[任务要求] 请把下列全部条目改写成一个 Markdown 表格，设“序号”和“内容”两列，每个条目占一行，序号从 1 起依次编排，空行不计入表格。

[原始条目]
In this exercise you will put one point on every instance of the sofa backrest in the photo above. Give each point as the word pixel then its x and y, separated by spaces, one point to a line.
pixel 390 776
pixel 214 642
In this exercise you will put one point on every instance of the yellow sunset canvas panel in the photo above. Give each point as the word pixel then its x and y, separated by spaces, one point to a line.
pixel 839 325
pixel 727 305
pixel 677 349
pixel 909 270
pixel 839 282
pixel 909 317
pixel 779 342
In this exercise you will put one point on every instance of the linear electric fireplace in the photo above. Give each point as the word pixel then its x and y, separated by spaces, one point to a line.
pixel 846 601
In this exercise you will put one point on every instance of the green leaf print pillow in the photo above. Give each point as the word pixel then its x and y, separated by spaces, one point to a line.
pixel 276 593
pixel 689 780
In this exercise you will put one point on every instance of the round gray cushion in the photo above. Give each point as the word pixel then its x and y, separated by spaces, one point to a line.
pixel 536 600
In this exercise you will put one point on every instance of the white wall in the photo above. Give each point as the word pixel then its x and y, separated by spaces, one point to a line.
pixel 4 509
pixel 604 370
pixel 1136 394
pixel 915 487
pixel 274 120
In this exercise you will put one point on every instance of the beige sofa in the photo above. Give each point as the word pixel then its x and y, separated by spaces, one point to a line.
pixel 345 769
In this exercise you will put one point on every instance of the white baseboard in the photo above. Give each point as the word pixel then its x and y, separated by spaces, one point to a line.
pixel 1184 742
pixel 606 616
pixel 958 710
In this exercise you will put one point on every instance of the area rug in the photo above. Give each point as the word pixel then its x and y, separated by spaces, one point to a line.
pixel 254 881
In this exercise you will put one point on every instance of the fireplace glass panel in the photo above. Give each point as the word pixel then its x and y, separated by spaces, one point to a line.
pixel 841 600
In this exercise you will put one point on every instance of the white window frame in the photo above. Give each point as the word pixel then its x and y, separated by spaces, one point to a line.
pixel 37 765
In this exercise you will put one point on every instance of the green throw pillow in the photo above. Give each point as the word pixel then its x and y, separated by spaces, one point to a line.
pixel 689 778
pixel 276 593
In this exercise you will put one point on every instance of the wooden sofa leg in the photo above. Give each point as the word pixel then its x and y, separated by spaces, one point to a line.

[正确答案]
| 序号 | 内容 |
|---|---|
| 1 | In this exercise you will put one point on every instance of the sofa backrest in the photo above. Give each point as the word pixel then its x and y, separated by spaces, one point to a line. |
| 2 | pixel 390 776 |
| 3 | pixel 214 642 |
| 4 | In this exercise you will put one point on every instance of the yellow sunset canvas panel in the photo above. Give each point as the word pixel then its x and y, separated by spaces, one point to a line. |
| 5 | pixel 839 325 |
| 6 | pixel 727 305 |
| 7 | pixel 677 349 |
| 8 | pixel 909 270 |
| 9 | pixel 839 282 |
| 10 | pixel 909 317 |
| 11 | pixel 779 342 |
| 12 | In this exercise you will put one point on every instance of the linear electric fireplace in the photo above. Give each point as the word pixel then its x and y, separated by spaces, one point to a line. |
| 13 | pixel 846 601 |
| 14 | In this exercise you will put one point on every instance of the green leaf print pillow in the photo above. Give each point as the word pixel then its x and y, separated by spaces, one point to a line. |
| 15 | pixel 276 593 |
| 16 | pixel 689 780 |
| 17 | In this exercise you will put one point on every instance of the round gray cushion in the photo above. Give each point as the word pixel then its x and y, separated by spaces, one point to a line. |
| 18 | pixel 536 600 |
| 19 | In this exercise you will put one point on every instance of the white wall in the photo above. Give each point as the word pixel then its x and y, separated by spaces, one point to a line. |
| 20 | pixel 4 509 |
| 21 | pixel 604 370 |
| 22 | pixel 1136 394 |
| 23 | pixel 915 487 |
| 24 | pixel 274 120 |
| 25 | In this exercise you will put one point on every instance of the beige sofa in the photo above. Give each point as the word pixel then its x and y, separated by spaces, one point to a line. |
| 26 | pixel 345 769 |
| 27 | In this exercise you will put one point on every instance of the white baseboard in the photo above. Give each point as the word pixel then its x and y, separated by spaces, one point to a line. |
| 28 | pixel 1184 742 |
| 29 | pixel 606 616 |
| 30 | pixel 958 710 |
| 31 | In this exercise you will put one point on every instance of the area rug in the photo above. Give each point as the word pixel then its x and y, separated by spaces, one point to a line. |
| 32 | pixel 254 881 |
| 33 | In this exercise you will put one point on every instance of the fireplace glass panel in the photo above. Give each point as the word pixel then its x and y, separated by spaces, one point to a line. |
| 34 | pixel 841 600 |
| 35 | In this exercise you will put one point on every instance of the white window frame in the photo above. Give each point as the word pixel then its x and y, separated by spaces, one point to a line. |
| 36 | pixel 37 765 |
| 37 | In this exercise you will put one point on every instance of the green throw pillow in the photo above. Give each point as the word pixel then its x and y, separated by spaces, one point to a line. |
| 38 | pixel 689 778 |
| 39 | pixel 276 593 |
| 40 | In this exercise you will put one point on every instance of the wooden sofa leg in the photo above. Give each point as the word pixel then its x and y, separated by spaces, one point to a line. |